[Text-to-region grounding data]
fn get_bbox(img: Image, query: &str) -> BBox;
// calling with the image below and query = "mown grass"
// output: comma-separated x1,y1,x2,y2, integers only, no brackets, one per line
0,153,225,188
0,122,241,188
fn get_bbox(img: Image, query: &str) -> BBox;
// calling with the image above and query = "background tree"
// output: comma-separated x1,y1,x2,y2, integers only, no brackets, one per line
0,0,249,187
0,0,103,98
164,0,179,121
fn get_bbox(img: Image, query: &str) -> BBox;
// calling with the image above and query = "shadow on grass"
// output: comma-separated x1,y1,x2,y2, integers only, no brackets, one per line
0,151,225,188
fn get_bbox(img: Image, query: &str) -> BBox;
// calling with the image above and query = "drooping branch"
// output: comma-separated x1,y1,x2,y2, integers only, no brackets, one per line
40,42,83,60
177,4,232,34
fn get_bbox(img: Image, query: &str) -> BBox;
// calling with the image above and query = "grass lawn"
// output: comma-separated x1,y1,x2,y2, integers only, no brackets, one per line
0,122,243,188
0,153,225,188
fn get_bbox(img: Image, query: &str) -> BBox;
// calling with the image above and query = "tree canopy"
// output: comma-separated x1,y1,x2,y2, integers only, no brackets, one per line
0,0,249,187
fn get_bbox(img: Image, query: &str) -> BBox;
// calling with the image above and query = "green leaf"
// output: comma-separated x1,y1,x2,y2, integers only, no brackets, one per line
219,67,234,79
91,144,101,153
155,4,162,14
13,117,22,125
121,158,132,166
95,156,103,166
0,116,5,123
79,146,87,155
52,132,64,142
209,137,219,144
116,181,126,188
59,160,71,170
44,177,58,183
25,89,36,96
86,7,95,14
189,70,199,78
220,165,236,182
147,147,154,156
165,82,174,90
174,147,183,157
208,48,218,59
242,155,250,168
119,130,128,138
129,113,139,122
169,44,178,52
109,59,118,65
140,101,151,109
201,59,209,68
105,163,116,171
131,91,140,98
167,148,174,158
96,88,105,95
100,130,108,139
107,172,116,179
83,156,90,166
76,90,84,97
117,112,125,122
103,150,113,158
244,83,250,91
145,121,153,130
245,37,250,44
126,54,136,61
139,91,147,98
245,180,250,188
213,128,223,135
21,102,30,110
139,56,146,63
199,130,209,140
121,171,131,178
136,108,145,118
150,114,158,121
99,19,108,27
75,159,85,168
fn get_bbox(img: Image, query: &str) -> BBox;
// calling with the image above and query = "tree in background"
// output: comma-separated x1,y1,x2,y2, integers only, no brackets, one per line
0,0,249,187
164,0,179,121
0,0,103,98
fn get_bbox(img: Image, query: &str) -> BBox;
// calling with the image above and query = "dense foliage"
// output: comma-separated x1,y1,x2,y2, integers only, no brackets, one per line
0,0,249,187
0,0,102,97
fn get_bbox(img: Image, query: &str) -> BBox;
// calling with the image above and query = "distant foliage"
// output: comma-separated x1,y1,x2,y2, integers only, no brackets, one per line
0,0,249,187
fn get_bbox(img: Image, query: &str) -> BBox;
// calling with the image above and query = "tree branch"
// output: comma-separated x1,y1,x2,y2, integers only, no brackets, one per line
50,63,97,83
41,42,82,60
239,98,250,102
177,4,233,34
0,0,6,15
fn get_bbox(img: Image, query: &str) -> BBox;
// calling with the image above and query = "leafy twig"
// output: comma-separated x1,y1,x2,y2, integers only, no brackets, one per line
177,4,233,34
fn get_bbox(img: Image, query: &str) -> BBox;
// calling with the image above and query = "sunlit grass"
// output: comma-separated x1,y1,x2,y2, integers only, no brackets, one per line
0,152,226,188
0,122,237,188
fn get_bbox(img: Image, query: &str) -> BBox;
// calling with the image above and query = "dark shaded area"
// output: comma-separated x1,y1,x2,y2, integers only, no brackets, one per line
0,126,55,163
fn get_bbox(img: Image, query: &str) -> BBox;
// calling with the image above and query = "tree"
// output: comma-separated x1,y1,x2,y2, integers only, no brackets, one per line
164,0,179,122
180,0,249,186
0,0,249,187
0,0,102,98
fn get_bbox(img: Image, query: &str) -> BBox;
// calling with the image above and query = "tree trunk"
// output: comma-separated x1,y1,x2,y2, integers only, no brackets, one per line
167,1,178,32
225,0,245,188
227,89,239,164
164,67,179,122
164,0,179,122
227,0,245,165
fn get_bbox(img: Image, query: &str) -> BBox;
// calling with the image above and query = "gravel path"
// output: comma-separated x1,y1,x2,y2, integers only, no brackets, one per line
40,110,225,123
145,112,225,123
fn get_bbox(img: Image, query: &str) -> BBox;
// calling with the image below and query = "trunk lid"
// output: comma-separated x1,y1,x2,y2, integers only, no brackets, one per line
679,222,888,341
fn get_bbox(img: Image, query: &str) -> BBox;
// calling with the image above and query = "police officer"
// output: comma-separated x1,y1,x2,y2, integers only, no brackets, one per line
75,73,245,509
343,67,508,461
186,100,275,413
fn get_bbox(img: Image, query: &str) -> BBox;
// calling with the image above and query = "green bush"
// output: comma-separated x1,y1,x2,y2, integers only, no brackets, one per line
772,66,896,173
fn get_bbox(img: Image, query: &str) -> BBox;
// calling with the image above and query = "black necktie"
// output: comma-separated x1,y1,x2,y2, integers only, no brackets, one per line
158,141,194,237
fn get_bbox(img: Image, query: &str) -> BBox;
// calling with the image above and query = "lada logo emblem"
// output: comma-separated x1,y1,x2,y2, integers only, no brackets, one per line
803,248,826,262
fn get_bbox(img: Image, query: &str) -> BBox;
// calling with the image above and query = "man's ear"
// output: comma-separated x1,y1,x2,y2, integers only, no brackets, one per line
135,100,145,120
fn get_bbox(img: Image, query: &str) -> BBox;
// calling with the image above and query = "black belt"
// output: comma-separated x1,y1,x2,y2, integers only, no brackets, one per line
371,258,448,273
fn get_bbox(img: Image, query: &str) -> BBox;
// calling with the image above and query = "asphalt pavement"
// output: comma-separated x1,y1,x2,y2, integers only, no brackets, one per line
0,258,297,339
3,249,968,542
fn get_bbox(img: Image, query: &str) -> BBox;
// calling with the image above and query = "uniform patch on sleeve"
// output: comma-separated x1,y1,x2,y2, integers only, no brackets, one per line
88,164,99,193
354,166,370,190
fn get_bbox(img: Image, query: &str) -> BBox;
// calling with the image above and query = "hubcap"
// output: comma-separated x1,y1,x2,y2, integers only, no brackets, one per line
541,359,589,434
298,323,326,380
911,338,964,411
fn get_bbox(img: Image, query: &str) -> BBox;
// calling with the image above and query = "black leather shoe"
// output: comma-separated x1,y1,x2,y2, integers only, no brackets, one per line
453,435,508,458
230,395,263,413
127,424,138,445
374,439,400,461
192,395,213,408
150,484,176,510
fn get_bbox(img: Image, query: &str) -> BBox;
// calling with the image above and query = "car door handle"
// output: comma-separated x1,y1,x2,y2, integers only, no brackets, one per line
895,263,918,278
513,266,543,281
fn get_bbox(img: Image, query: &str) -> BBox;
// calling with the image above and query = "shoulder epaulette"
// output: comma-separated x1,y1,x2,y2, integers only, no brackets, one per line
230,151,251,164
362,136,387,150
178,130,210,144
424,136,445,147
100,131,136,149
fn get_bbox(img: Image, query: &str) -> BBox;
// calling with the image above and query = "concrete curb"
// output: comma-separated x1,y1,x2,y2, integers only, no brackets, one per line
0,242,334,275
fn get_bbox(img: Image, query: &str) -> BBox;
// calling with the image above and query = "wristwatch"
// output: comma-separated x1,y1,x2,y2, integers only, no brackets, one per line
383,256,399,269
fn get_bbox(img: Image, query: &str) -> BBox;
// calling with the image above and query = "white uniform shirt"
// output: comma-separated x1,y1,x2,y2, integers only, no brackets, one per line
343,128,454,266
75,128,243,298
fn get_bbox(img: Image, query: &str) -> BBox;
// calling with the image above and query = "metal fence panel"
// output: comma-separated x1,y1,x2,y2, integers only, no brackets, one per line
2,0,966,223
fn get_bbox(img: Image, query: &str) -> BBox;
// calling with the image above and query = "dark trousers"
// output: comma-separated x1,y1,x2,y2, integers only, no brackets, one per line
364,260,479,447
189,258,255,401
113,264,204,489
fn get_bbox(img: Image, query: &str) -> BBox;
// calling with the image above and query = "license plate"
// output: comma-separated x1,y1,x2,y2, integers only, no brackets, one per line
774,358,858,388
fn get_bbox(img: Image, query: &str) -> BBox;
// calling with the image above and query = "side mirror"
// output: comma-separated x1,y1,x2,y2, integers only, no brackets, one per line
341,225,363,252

__BRIEF__. From the entries above, copy each line holding "branch".

__ANSWER BOX__.
// calling with the image above and query = "drooping branch"
// calling with the image above and query = "tree branch"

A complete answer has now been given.